• _Your objective_: In full and without change, retype the records.

Records excerpted from a collection:
....

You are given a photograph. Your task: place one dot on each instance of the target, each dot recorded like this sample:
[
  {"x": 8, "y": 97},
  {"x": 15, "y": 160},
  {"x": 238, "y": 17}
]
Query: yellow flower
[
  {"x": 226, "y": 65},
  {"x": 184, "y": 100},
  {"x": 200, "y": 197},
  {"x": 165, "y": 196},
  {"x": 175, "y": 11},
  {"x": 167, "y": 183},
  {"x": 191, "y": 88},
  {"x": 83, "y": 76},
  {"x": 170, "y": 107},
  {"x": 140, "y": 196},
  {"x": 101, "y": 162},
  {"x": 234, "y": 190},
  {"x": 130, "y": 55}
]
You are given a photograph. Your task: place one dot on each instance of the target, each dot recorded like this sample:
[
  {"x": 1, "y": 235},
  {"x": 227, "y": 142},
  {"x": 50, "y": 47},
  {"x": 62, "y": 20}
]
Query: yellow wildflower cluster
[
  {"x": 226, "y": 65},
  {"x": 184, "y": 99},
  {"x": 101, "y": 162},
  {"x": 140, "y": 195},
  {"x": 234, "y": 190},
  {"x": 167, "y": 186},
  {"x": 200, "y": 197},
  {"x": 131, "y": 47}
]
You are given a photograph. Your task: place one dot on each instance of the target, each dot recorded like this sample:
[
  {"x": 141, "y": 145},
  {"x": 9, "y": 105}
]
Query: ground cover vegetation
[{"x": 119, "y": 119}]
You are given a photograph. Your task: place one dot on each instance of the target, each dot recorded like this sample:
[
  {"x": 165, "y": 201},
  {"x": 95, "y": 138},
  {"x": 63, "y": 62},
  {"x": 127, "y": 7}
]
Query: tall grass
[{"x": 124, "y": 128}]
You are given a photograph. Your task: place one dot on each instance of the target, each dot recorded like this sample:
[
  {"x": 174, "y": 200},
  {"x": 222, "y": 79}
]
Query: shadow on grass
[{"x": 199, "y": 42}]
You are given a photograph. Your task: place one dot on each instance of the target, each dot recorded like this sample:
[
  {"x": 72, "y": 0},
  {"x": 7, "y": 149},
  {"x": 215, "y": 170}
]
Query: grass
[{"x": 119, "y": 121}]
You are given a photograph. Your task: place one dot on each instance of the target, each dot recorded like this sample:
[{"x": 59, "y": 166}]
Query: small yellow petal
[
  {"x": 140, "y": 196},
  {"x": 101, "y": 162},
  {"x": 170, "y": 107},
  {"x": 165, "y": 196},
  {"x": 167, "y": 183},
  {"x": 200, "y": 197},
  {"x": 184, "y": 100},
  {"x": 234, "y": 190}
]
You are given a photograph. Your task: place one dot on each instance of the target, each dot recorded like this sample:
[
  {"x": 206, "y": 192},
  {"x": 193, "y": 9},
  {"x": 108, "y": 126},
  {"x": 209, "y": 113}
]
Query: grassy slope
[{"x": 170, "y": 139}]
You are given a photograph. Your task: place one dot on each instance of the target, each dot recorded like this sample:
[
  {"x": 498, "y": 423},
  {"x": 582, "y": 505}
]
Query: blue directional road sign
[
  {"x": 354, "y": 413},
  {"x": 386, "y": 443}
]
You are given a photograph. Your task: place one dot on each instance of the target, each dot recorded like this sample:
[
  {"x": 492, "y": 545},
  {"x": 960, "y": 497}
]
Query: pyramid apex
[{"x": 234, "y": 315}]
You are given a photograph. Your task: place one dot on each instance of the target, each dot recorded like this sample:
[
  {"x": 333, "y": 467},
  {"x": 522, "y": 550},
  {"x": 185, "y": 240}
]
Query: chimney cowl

....

• _Expected output_:
You are given a photograph. Your task: place one dot on each instance of the target, each dot recorded like this sample:
[
  {"x": 8, "y": 97},
  {"x": 15, "y": 160},
  {"x": 238, "y": 17}
]
Query: yellow flower
[
  {"x": 226, "y": 65},
  {"x": 184, "y": 100},
  {"x": 200, "y": 197},
  {"x": 165, "y": 196},
  {"x": 175, "y": 11},
  {"x": 167, "y": 183},
  {"x": 191, "y": 88},
  {"x": 83, "y": 76},
  {"x": 170, "y": 107},
  {"x": 140, "y": 196},
  {"x": 101, "y": 162},
  {"x": 234, "y": 190},
  {"x": 130, "y": 55}
]
You are given a photograph. Your task: place one dot on each instance of the target, each dot recorded like this sample:
[
  {"x": 1, "y": 235},
  {"x": 227, "y": 142},
  {"x": 50, "y": 47},
  {"x": 62, "y": 20}
]
Query: yellow wildflower cluster
[
  {"x": 226, "y": 65},
  {"x": 184, "y": 99},
  {"x": 101, "y": 162},
  {"x": 140, "y": 195},
  {"x": 234, "y": 190},
  {"x": 167, "y": 186},
  {"x": 200, "y": 197},
  {"x": 131, "y": 47}
]
You are given a photograph. Your task: place one dot on each instance of the target, each dot recorded like this sample:
[
  {"x": 141, "y": 145},
  {"x": 9, "y": 105}
]
Query: ground cover vegetation
[{"x": 119, "y": 119}]
You are given a photograph. Your task: place one dot on each instance of the target, each dot recorded like this sample:
[
  {"x": 165, "y": 201},
  {"x": 95, "y": 138},
  {"x": 63, "y": 62},
  {"x": 127, "y": 7}
]
Query: tall grass
[{"x": 124, "y": 128}]
You are given a photograph. Your task: place one dot on each instance of the target, each dot recorded like this sample:
[
  {"x": 174, "y": 200},
  {"x": 222, "y": 79}
]
Query: shadow on grass
[{"x": 199, "y": 42}]
You are given a photograph. Your task: place one dot on each instance of the target, each dot recorded like this sample:
[
  {"x": 72, "y": 0},
  {"x": 7, "y": 149},
  {"x": 215, "y": 170}
]
Query: grass
[{"x": 119, "y": 121}]
You are given a photograph. Your task: place one dot on each instance of the target, each dot recorded like this sample:
[{"x": 59, "y": 166}]
Query: small yellow petal
[
  {"x": 140, "y": 196},
  {"x": 101, "y": 162},
  {"x": 170, "y": 107},
  {"x": 165, "y": 196},
  {"x": 167, "y": 183},
  {"x": 200, "y": 197},
  {"x": 184, "y": 100},
  {"x": 234, "y": 190}
]
You are given a photograph. Your task: place one dot on each instance of the target, each dot recorded like this sample:
[
  {"x": 206, "y": 192},
  {"x": 193, "y": 9},
  {"x": 108, "y": 126},
  {"x": 209, "y": 113}
]
Query: grassy slope
[{"x": 170, "y": 139}]
You are given a photograph. Your task: place one dot on each instance of the target, each dot recorded like this sample:
[
  {"x": 498, "y": 423},
  {"x": 582, "y": 505}
]
Query: blue directional road sign
[
  {"x": 354, "y": 413},
  {"x": 386, "y": 443}
]
You are given a photograph. Your task: place one dot on each instance of the target, each dot recorded like this sample:
[
  {"x": 492, "y": 545},
  {"x": 960, "y": 497}
]
Query: pyramid apex
[{"x": 234, "y": 315}]
You are given a photograph. Your task: place one dot on each instance of the target, each dot recorded like this sample:
[
  {"x": 333, "y": 467},
  {"x": 522, "y": 550},
  {"x": 185, "y": 240}
]
Query: chimney cowl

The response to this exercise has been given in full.